**Objective**.
Give everything from the first line of the listing below down to the line containing "<point>35,151</point>", both included, as a JSON list of strings with one string per line and blank lines left out.
==== Records provided
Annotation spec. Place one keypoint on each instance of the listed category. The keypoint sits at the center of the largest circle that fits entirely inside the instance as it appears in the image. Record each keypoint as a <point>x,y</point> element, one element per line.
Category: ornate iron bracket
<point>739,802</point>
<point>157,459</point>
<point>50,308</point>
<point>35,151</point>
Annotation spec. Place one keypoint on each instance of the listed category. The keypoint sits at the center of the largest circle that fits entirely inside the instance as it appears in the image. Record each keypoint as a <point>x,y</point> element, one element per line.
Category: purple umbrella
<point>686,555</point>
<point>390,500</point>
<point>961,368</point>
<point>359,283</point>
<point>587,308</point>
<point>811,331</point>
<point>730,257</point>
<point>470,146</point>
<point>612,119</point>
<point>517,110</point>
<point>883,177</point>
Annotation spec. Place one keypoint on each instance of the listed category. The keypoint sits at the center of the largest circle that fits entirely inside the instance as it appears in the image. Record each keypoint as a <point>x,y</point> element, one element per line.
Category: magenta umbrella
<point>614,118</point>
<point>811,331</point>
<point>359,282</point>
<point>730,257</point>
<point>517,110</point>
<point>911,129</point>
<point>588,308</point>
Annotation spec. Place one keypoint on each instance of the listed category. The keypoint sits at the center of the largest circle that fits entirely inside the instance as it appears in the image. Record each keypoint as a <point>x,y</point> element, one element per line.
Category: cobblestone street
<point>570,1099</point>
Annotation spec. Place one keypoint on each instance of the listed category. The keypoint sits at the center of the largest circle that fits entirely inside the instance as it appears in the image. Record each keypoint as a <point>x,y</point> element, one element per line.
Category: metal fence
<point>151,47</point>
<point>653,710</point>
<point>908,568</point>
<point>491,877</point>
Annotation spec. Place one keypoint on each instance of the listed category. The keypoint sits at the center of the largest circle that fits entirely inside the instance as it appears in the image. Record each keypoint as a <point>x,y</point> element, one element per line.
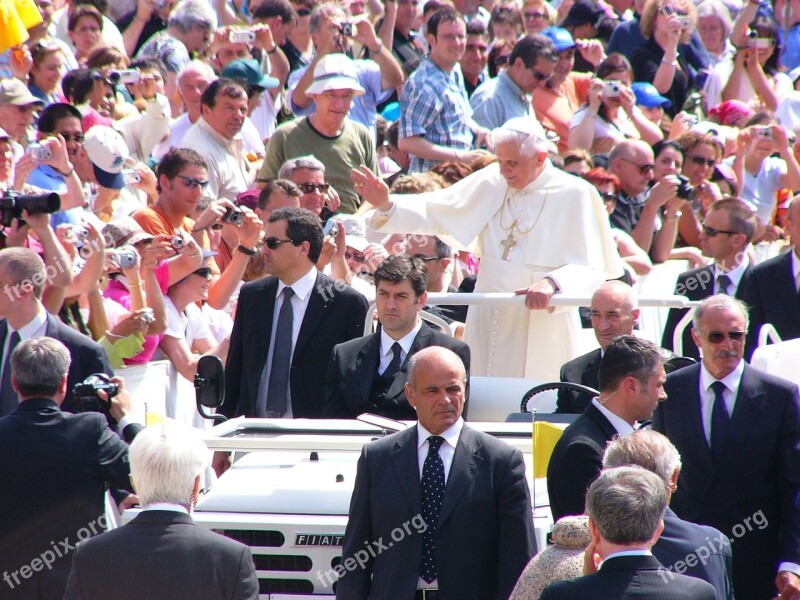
========
**Output**.
[
  "Annotation spec. Place one keypoint on each instance of the listed category. The keypoint sits at the center of the largest circle that fits entirely inside the instance as it appears in the image. Record each keypoint as a <point>x,y</point> element, one element per line.",
  "Category: ornate iron bracket",
  "<point>739,802</point>",
  "<point>157,459</point>",
  "<point>50,308</point>",
  "<point>35,151</point>"
]